*Task requirements:*
• a. Retype the spondylolysis Q&A text between "We have had" and "higher in females)", inclusive.
• b. In the spondylolysis Q&A, what nickname is given to this type of fracture?

*Text block:*
= = = = = = =

Spondylolysis and Young Athletes
Subscriber-Only Q&A: Spondylolysis and Young Athletes
I received this email a few months ago and have been meaning to turn it into a Q&A for quite some time, as spondylolysis is a topic that I think everyone should understand.
Q: I read you spoke at a seminar this sinter on the topic of spondylolysis showing up in young athletes. I have a 16 year-old son who was diagnosed with this type of stress fracture in his lumbar spine. He had grown 7 inches over the previous 9 months and our doctor contributed the cause to supporting muscles growth not being able to keep up with the rapid bone growth along with hyperextension of the lower back. He has recovered quite nicely with rehab being initially rest, isolation and support of the lower back followed by core strengthening when the pain subsided.
Occasionally, he will get very temporary flare up pain. Could you please give me your opinion on the “do” and “don’t” exercises that could possibly help prevent Spondylolysis from recurring and your thoughts on the subject. Thanks for your help.
A: First off, here is some background for our readers. Spondylolysis refers to a fracture of the pars interarticularis portion of a vertebra (95% of the time, it’s L5). The pars essentially connects the vertebral body in front with the vertebral joints behind. It’s also known as a “Scotty Dog” fracture because the shape of the pars mirrors that of a dog – and when a fracture is present, it looks like that dog has a collar on (or has its head chopped off, depending on whether you’re a glass-is-half-empty kind of person or not):
Symptoms may come on traumatically (contact injury) or insidiously (overuse, genetic predisposition, or rapid bone growth during puberty). Pain is typically more lateral to the spine than it is centralized.
We have had quite a few athletes come to us with the condition because we work with a ton of athletes in rotational sports, predominantly baseball. In my humble opinion, “spondies” are the new ACL epidemic. Don’t believe me? Check out these numbers from a 2000 study from Soler and Calderon (1):
-8% of elite Spanish athletes affected
-highest prevalence (27%) in those in track & field throws
-17% of rowers, 14% of gymnasts, and 13% of weightlifters had spondylolysis
-L5 most common (84%), followed by L4 (12%).
-Multiple levels of involvement in only 3% of cases
-Bilateral 78% of the time
-Only 50-60% of those diagnosed actually reported low back pain
-Males and females affected equally (although associated spondylolisthesis – or vertebral “slippage” was higher in females)
-Presence of spondylolysis is estimated at 15-63%, with the highest prevalence among weightlifters.

= = = = = = =

*Information:*

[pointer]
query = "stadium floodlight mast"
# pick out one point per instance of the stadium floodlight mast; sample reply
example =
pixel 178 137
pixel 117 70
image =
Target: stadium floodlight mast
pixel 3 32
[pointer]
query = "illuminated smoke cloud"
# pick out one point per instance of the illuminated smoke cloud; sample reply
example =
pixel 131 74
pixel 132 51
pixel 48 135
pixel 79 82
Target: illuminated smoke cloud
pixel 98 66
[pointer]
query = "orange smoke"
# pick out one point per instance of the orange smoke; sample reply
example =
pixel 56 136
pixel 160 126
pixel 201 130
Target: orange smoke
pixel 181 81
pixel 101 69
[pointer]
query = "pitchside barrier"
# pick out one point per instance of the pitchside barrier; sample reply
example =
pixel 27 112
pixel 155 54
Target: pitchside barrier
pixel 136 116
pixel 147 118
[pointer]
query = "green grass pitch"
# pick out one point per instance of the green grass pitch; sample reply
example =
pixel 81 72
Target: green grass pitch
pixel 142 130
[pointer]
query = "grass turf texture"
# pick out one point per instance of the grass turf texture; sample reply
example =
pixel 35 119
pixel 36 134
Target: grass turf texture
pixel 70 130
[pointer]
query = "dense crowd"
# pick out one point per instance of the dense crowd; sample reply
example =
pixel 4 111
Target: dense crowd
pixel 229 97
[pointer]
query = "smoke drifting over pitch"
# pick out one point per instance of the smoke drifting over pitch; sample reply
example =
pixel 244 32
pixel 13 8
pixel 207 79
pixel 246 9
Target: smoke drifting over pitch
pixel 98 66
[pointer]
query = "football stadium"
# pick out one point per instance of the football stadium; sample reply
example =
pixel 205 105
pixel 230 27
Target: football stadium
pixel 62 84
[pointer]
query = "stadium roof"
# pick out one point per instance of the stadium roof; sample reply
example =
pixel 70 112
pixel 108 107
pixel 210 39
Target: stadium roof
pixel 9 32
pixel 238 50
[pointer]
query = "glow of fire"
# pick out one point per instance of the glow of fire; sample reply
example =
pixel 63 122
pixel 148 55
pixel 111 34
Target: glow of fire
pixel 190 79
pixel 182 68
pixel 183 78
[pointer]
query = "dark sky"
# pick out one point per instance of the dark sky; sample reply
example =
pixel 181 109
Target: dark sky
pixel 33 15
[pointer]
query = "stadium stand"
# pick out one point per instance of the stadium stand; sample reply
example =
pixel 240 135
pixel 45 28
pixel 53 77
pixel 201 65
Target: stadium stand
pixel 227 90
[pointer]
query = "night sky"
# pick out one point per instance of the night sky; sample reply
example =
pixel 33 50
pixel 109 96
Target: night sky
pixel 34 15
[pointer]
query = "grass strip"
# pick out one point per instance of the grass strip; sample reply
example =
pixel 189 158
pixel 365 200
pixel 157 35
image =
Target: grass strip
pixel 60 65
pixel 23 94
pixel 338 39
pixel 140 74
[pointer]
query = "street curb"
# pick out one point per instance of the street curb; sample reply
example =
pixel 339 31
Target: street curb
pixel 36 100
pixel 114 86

= = = = = = =

*Answers to each task:*
• a.
We have had quite a few athletes come to us with the condition because we work with a ton of athletes in rotational sports, predominantly baseball. In my humble opinion, “spondies” are the new ACL epidemic. Don’t believe me? Check out these numbers from a 2000 study from Soler and Calderon (1):
-8% of elite Spanish athletes affected
-highest prevalence (27%) in those in track & field throws
-17% of rowers, 14% of gymnasts, and 13% of weightlifters had spondylolysis
-L5 most common (84%), followed by L4 (12%).
-Multiple levels of involvement in only 3% of cases
-Bilateral 78% of the time
-Only 50-60% of those diagnosed actually reported low back pain
-Males and females affected equally (although associated spondylolisthesis – or vertebral “slippage” was higher in females)

• b. A "Scotty Dog" fracture.